Can't say for certain, but that lime green grass looks like some type of poa, either poa annua or poa trivialis. I have a few small sections of my lawn that have that same appearance. Poa annua typically dies off and leaves a brown mess by the mid summer.


----------



## Nmiersma (6 mo ago)

2L8 said:


> @dawk : It looks like tall fescue or annual ryegrass. If the top of the leaf blade is rough downwards (finger or better lips) it is probably tall fescue. Annual ryegrass is smooth.


I just did the roughness test on mine (the bright green stuff in the reply below the original) and it is rough on the lips (downward like you described). I tried the google lens trick as I read the forums- google seems to think it's an orchard grass or "Dallisgrass" - although the base doesn't appear to be clumped together like orchard grass so maybe Dallisgrass is the better guess.

I don't have any of the name brand stuff on hand that a lot of folks here have recommended but I do have general hobby farm stuff around. Broadleaf weed killer from TSC for example, which we use every once in a while on our pastures. Wondering if I should try that first or avoid using it in the lawn?


----------



## 2L8 (Mar 18, 2019)

@Nmiersma : The grass in your hand is definitely not fescue or ryegrass. The long hairs at the base of the leaves are indeed a clear indication of dallisgrass (https://weedid.missouri.edu/weedinfo.cfm?weed_id=203).

Glyphosate is certainly effective, but will kill all other grasses as well. Only a costly selective treatment would be useful with it. Celsius WG is said to be effective against dallisgrass, but can only be used in warm season grasses. On small seedling, dithiopyr (Dimension 2EW) is also said to have some effect. I have no experience with it, unfortunately.


----------



## Spammage (Apr 30, 2017)

@Nmiersma that definitely isn't dallisgrass. I doubt dallisgrass even grows into Michigan.


----------



## macattack (Nov 2, 2020)

Nmiersma said:


> Did you ever figure it out?
> I'm in west Michigan - and I'm wondering if anyone can help me identify something that may be the same… but I can't quite tell.
> See the attached photo. My lawn has this brighter green looking grass, and I don't actually know if it's a weed or if it's just another species of grass that's taking over due to weather or nutrients or something else.
> 
> PS - I took the photos right before mowing on purpose to show the actual plant as it's much harder to differentiate after mowing.


That maybe looks like quackgrass.


----------



## 2L8 (Mar 18, 2019)

Spammage said:


> @Nmiersma that definitely isn't dallisgrass. I doubt dallisgrass even grows into Michigan.


I'm guessing you're right. Dallisgrass is probably not found this far north. I'm not familiar with it, as it doesn't occur here at all. I got confused by the long hairs at the base of the leaves.
§ §
#### Set of tasks
#1 Count the lines in the listing that contain the string "green", treating case as significant, and give only the number.
#2 Extend the forum thread above about identifying grass in a lawn, picking up after its final post.

Point annotation dataset listing:
§ §
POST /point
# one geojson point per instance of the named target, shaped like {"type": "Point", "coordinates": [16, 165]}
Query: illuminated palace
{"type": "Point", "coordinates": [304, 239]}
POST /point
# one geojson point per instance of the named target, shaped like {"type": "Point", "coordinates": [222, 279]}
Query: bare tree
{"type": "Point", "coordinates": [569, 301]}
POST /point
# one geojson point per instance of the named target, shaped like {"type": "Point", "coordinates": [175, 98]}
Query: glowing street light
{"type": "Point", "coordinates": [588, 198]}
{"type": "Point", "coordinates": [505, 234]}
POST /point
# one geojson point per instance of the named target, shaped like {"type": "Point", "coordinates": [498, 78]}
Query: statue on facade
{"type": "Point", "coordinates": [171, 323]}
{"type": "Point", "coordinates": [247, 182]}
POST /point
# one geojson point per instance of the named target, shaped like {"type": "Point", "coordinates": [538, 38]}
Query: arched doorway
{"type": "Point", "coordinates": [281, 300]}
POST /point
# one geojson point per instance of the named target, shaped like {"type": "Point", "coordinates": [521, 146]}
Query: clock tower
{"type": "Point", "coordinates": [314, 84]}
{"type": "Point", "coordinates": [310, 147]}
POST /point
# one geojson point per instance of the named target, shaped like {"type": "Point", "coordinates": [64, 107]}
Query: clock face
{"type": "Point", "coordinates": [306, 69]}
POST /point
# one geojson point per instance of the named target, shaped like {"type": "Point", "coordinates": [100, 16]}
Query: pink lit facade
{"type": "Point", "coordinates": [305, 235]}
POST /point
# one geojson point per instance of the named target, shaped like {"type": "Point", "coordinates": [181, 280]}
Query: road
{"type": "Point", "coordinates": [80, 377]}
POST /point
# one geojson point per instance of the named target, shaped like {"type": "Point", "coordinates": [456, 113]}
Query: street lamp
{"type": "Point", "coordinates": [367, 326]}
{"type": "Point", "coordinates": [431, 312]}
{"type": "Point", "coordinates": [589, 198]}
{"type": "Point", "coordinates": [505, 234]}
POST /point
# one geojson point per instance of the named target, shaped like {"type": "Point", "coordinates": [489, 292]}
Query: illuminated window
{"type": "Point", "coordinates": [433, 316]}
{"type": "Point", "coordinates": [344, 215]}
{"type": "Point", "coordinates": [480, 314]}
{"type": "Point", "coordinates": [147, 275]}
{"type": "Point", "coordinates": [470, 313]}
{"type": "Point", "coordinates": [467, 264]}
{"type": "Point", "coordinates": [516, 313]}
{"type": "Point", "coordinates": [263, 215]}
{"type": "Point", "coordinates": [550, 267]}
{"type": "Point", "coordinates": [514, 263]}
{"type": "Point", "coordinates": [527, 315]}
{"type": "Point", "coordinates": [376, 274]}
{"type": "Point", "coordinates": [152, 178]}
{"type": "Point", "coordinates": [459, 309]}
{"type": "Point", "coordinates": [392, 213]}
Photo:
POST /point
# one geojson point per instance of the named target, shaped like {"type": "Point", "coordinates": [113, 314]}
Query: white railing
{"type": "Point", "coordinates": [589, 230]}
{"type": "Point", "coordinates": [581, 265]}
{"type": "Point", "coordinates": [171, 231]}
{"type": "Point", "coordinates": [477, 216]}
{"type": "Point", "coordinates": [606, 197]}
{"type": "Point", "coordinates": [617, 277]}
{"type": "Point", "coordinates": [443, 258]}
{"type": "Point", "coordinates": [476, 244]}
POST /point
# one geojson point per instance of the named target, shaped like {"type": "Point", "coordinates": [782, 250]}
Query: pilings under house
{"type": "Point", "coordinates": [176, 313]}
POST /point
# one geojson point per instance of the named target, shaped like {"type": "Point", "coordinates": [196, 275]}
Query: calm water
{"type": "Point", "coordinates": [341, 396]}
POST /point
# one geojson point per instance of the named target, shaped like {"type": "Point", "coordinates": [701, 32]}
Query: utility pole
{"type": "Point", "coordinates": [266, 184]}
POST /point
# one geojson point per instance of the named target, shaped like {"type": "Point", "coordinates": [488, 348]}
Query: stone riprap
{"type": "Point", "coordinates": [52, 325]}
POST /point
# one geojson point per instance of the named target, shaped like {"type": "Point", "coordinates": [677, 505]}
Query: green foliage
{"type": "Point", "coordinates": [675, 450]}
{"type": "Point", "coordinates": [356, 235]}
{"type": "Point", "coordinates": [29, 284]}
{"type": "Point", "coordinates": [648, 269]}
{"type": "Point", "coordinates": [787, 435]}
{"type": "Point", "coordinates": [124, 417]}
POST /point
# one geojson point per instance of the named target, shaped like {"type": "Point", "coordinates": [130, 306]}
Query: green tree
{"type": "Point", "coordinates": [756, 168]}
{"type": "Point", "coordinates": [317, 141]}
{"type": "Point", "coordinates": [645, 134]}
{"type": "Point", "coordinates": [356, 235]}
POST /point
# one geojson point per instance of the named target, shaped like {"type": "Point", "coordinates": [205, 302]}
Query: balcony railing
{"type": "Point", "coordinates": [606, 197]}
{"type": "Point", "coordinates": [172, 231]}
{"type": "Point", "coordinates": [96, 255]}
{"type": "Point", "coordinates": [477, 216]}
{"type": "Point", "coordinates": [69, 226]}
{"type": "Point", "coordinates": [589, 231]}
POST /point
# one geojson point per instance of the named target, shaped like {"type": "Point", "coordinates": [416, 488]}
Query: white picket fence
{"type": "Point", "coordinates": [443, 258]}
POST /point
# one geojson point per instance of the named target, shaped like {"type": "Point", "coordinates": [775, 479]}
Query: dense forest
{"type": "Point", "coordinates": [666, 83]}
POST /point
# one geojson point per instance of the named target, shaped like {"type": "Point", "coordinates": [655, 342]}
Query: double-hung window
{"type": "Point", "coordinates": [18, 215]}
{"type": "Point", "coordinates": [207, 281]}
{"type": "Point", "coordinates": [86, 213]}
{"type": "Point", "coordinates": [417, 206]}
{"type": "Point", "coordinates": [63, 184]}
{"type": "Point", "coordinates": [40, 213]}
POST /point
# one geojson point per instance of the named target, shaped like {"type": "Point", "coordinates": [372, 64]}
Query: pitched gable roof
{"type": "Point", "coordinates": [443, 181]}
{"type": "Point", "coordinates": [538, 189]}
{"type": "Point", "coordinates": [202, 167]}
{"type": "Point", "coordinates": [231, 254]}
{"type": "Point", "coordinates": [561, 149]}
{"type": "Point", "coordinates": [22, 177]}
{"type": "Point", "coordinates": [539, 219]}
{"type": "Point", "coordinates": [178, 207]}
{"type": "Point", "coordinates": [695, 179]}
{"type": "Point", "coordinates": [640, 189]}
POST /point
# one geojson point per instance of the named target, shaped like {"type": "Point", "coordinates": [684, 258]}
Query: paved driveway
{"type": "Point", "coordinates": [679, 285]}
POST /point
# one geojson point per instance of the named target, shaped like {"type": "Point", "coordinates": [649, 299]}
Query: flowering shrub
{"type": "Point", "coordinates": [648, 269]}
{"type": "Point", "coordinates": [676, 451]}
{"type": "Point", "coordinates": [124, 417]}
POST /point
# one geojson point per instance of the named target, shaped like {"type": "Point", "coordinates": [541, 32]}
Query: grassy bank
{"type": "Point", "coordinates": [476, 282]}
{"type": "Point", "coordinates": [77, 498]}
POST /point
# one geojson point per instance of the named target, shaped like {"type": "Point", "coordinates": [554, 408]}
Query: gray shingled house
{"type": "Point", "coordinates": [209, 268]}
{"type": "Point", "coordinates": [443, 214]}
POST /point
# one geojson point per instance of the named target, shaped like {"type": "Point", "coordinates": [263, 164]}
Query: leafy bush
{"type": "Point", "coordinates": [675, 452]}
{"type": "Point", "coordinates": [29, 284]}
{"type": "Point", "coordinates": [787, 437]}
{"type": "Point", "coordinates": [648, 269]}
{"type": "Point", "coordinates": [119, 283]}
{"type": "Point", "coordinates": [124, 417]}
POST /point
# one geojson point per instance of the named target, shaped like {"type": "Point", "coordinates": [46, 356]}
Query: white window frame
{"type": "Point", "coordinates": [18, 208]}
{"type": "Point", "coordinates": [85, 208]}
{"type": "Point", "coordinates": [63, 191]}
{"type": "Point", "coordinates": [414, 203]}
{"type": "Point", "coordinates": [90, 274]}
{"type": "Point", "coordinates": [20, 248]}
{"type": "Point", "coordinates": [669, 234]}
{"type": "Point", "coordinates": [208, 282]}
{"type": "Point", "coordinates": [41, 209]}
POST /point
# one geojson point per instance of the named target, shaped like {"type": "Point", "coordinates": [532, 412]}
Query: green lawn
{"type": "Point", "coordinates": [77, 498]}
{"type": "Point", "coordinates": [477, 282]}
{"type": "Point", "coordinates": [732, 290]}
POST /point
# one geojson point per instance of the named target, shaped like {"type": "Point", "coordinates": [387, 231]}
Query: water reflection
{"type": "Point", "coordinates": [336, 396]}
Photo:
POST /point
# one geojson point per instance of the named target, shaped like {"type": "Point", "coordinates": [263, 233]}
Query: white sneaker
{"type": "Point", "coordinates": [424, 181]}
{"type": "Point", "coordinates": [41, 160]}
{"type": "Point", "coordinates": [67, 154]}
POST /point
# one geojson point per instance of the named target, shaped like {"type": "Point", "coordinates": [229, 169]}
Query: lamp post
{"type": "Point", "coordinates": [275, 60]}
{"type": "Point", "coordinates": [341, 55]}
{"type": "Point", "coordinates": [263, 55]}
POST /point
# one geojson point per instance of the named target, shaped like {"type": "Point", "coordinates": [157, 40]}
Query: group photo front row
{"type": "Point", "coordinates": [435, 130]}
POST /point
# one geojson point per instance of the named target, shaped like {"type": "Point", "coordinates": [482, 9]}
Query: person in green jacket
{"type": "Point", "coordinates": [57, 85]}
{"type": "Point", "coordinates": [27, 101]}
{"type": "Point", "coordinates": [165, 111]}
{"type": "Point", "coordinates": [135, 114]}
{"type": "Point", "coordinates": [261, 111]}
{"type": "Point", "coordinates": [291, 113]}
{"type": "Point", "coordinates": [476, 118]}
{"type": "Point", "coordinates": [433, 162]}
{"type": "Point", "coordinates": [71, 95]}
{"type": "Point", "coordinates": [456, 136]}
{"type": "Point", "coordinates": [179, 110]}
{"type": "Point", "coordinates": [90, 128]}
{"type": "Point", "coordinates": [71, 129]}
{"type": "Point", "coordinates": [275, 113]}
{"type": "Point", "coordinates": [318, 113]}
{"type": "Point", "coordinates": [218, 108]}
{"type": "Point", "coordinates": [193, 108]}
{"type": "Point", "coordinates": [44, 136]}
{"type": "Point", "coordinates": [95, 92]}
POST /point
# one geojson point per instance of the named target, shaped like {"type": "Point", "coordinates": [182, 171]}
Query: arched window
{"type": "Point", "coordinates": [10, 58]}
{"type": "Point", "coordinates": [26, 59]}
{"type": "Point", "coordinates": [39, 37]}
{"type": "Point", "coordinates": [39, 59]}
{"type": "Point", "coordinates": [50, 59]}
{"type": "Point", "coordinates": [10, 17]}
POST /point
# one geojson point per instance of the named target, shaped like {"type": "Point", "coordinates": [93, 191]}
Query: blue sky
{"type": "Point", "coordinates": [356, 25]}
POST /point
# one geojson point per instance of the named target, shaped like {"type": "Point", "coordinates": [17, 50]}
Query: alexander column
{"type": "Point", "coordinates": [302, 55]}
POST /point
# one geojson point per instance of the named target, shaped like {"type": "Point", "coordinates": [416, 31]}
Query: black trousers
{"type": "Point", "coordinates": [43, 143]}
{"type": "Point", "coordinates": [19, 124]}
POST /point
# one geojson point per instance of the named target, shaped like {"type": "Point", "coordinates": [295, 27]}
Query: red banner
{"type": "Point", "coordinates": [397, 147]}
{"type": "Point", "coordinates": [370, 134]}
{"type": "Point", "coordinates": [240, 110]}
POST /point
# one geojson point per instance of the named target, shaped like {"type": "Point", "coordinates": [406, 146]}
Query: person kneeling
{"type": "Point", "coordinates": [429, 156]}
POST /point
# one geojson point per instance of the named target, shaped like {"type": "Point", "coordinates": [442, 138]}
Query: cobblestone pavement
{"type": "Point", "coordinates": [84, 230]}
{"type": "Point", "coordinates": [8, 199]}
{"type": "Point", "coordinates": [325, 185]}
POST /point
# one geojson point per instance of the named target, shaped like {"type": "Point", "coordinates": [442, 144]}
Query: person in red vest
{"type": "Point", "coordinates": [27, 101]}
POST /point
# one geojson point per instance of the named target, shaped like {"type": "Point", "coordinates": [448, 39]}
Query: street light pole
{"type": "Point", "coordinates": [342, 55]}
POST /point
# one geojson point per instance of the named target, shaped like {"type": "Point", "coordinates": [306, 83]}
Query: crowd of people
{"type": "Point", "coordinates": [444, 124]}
§ §
#### Task-by-task answers
#1 4

#2
Another grass I've seen confused more often has similar hairs and ligule, but it's fringed: Downy Brome (Bromus tectorum). Description on the same site: (https://weedid.missouri.edu/weedinfo.cfm?weed_id=43). But this is usually a winter annual grass that germinates in the fall, grows vigorously in the spring, and has already flowered off by summer. But the leaves and leaf sheaths should be densely hairy by then, which I can't tell from the picture.

Also large crabgrass (Digitaria sanguinalis), has similar hairs. The ligule is rather straight cut off. But that usually grows rather flat spread. The young seedling, however, may grow erect. On the other hand, the time of appearance fits very well. (https://weedid.missouri.edu/weedinfo.cfm?weed_id=89)

And there's another grass that might fit even better, if indeed there are only a few hairs at the leaf base: Smooth Crabgrass (Digitaria ischaemum). For the growth habit and time, the same applies as for the large crabgrass.(https://weedid.missouri.edu/weedinfo.cfm?weed_id=88)

Crabgrasses can be treated in cool season grasses with herbicides containing quinclorac (Drive), mesotrione (Tenacity), fenoxaprop (Acclaim Extra).


----------



## dawk (Nov 29, 2021)

2L8 said:


> @dawk : It looks like tall fescue or annual ryegrass. If the top of the leaf blade is rough downwards (finger or better lips) it is probably tall fescue. Annual ryegrass is smooth.


Thank you. Yes running my finger downward on the front of the leaf blade is rough (catches). I don't know how the heck tall fescue might have gotten into my lawn.

But whatever it is, it seems to be spreading. As if sending rhizomes a foot horizontally. Tall fescue is bunching right? I might have to dig up something to confirm rhizomes...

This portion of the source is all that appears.